> WHAT TO PRODUCE: The job is to find each line of the records below that includes the word "spectator" and copy it.

> DATA LISTING:
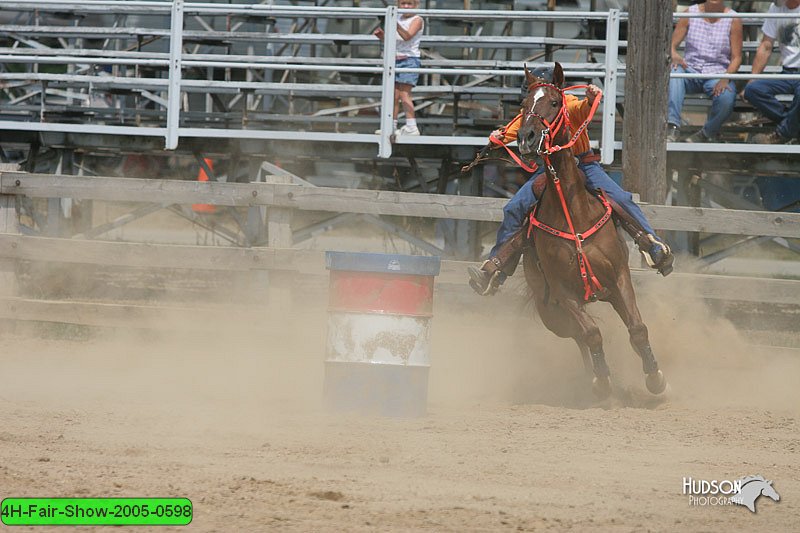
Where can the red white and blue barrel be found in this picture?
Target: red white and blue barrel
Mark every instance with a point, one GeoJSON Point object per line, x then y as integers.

--

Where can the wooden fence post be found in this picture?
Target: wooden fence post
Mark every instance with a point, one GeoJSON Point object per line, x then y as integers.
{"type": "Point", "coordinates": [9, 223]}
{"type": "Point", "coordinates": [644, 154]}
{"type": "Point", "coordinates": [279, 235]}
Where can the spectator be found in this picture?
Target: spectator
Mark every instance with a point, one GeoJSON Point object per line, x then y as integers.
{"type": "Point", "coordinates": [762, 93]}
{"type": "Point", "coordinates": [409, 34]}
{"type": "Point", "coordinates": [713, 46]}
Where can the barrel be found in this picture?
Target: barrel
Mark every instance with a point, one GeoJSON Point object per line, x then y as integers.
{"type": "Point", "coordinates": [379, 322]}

> WRITTEN RESPONSE:
Where can the spectator be found in this picture?
Target: spectator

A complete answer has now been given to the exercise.